TRECHO DA PÁGINA –
Diante disso, cabe perguntarmos: será que os meios de comunicação promovem um interesse maior no esporte masculino?

Em 1972, Maxwell McCombs e Donald Shaw desenvolveram a teoria da agenda setting, que ressalta o papel dos meios de comunicação para estabelecer os assuntos de interesse do público. Em uma pesquisa realizada em 108 países e apresentada em setembro de 2010, as mulheres só são objeto das notícias de esporte em 11% de todas as informações esportivas. No fim de maio, houve um incidente muito simbólico na Espanha, onde os resultados são ainda mais baixos ( as atletas mencionadas representam 6%, enquanto os homens dominam 94% da imprensa).  A seleção feminina do clube Athletic de Bilbao, que acabaria vencendo o Campeonato Espanhol, teve que cancelar uma coletiva de imprensa porque nenhum jornalista compareceu.

Os pesquisadores estão estudando se as redes sociais reduziram o peso dos meios de comunicação tradicional no estabelecimento dos assuntos de interesse. Mas, de qualquer forma, as declarações de Djokovic e do ex-diretor do Indian Wells simplificam um problema complexo.

"Lugar de mulher é na cozinha (ou, pelo menos, longe do mundo dos esportes)"

Além da pouca atenção dedicada ao esporte feminino, as poucas mulheres que têm algum papel relevante dentro do esporte masculino costumam aguentar comentários machistas. No Twitter, ainda hoje é possível encontrar piadinhas de que o lugar das mulheres é na cozinha. Apesar de não ser de uma forma tão descarada, há pessoas famosas para quem a presença de mulheres entre homens desperta incômodo.

DADOS PARA ANÁLISE –
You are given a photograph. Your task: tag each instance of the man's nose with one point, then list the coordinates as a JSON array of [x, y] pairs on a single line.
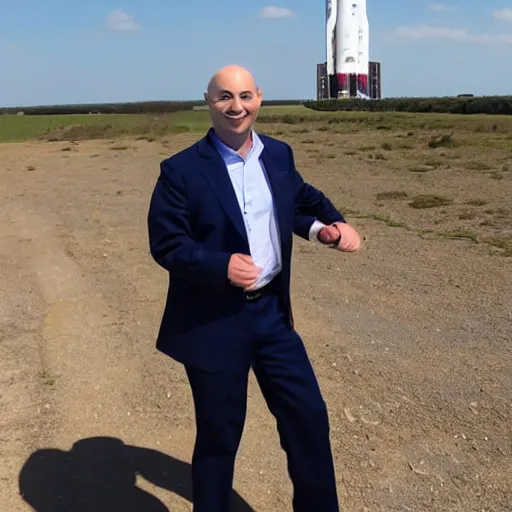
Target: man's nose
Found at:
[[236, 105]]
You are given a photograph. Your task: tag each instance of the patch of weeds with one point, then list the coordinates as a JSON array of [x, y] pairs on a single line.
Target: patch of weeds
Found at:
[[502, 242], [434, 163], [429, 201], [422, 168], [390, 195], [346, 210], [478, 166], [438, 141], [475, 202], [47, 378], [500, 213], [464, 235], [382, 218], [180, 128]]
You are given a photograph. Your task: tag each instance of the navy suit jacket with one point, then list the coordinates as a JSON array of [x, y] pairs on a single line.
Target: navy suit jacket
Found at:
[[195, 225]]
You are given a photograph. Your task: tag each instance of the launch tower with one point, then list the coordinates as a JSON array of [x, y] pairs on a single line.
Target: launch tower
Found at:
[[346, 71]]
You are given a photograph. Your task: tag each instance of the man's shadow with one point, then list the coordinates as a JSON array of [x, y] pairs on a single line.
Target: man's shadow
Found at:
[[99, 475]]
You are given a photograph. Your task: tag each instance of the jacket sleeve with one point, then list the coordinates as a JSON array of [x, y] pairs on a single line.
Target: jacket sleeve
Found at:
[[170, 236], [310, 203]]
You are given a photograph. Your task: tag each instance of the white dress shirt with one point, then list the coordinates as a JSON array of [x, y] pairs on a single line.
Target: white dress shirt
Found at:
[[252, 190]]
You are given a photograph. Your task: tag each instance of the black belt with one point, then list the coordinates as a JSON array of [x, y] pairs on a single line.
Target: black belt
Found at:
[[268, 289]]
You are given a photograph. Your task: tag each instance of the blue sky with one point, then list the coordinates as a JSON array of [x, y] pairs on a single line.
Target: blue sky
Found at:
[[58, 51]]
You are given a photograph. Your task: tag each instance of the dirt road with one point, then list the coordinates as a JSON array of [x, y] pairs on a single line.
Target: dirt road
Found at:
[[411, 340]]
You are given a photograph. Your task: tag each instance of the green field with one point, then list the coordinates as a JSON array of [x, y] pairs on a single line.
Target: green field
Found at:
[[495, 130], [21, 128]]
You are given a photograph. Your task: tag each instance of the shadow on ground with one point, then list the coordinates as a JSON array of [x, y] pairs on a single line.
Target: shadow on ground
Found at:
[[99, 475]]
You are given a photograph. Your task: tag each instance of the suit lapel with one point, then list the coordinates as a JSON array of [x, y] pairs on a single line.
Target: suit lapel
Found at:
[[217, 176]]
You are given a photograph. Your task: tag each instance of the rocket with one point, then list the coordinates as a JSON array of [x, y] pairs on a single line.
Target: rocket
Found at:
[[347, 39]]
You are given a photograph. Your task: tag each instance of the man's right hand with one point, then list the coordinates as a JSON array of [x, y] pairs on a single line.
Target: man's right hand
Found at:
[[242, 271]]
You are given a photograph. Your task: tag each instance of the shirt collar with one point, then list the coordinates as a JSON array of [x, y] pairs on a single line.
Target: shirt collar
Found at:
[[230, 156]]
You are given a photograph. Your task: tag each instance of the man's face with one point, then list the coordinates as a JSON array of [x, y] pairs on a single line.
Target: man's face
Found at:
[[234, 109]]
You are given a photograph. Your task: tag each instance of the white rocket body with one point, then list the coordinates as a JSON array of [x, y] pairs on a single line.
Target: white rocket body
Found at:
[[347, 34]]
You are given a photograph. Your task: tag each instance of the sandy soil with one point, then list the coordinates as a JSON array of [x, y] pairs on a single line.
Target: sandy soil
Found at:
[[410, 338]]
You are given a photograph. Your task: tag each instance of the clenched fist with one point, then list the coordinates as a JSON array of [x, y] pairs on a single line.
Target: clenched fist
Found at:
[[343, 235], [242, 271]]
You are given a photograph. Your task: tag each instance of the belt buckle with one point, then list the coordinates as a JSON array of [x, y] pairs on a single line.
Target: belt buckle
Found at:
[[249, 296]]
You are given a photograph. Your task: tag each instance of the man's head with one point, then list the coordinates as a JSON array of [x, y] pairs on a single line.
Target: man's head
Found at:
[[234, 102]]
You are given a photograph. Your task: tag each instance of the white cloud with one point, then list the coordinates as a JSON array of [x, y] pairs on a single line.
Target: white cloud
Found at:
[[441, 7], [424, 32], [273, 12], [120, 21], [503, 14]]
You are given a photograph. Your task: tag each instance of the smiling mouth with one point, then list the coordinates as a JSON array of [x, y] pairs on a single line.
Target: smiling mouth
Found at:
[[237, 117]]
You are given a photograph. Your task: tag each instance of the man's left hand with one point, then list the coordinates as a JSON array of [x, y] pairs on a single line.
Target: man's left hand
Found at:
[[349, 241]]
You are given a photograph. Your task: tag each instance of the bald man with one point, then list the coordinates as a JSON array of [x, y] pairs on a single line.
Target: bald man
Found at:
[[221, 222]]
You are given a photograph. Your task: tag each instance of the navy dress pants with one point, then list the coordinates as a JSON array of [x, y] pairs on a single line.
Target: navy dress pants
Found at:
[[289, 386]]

ATIVIDADE 1 –
De acordo com o trecho da página, por que a seleção feminina do Athletic de Bilbao teve que cancelar uma coletiva de imprensa?
ATIVIDADE 2 –
Diga se cada afirmação concorda com o trecho da página, respondendo sim ou não e citando as palavras que decidem a resposta: (a) A pesquisa apresentada em 2010 foi realizada em 108 países. (b) Na Espanha, as atletas mencionadas representam 11% da imprensa. (c) Os pesquisadores já concluíram que as redes sociais reduziram o peso dos meios de comunicação tradicional.
As entradas não têm relação com o trecho da página.

RESPOSTA 1 –
Porque nenhum jornalista compareceu.

RESPOSTA 2 –
(a) Sim: "Em uma pesquisa realizada em 108 países e apresentada em setembro de 2010".
(b) Não: "as atletas mencionadas representam 6%, enquanto os homens dominam 94% da imprensa".
(c) Não: "Os pesquisadores estão estudando se as redes sociais reduziram o peso dos meios de comunicação tradicional".